From the entries that follow, gather each line holding the word "handle".

#### Data under study ####

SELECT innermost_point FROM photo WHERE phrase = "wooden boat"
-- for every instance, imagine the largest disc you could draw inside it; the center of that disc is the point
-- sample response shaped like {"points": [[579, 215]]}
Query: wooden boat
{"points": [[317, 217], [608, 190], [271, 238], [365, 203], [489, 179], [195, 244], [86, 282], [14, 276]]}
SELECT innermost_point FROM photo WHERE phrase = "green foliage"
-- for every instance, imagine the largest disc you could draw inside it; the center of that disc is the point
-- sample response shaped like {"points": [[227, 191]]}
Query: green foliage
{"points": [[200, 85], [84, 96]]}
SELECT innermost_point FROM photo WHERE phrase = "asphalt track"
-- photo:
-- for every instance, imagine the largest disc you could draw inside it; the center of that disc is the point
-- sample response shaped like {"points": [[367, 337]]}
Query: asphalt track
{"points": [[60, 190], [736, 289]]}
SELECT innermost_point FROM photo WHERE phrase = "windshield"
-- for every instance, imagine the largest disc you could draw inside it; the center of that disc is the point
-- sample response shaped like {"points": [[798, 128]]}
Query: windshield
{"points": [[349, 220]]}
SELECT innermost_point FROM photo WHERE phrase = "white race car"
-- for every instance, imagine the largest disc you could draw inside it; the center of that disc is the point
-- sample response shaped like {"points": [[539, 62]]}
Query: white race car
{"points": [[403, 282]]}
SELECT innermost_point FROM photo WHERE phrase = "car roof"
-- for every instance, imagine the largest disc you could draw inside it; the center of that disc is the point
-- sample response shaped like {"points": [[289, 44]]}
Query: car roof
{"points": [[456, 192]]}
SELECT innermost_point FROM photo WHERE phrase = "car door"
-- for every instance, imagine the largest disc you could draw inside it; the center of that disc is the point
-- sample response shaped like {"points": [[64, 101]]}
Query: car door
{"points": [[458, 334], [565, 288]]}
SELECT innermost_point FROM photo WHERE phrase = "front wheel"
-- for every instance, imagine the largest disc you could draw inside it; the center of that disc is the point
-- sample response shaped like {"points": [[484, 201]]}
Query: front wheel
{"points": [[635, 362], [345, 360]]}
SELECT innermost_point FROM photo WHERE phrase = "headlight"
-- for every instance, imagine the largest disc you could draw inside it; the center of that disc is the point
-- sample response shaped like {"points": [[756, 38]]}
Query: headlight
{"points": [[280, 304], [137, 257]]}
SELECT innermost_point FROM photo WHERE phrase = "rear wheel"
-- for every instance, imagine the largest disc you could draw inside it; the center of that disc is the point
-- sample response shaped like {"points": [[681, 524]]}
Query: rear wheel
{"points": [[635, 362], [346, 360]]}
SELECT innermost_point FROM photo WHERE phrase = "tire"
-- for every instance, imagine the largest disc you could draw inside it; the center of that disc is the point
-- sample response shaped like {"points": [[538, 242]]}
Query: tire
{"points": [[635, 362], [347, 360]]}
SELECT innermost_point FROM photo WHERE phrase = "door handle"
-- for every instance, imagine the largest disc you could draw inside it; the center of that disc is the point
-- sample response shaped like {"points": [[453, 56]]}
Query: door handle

####

Task solution:
SELECT innermost_point FROM photo WHERE phrase = "door handle"
Query: door handle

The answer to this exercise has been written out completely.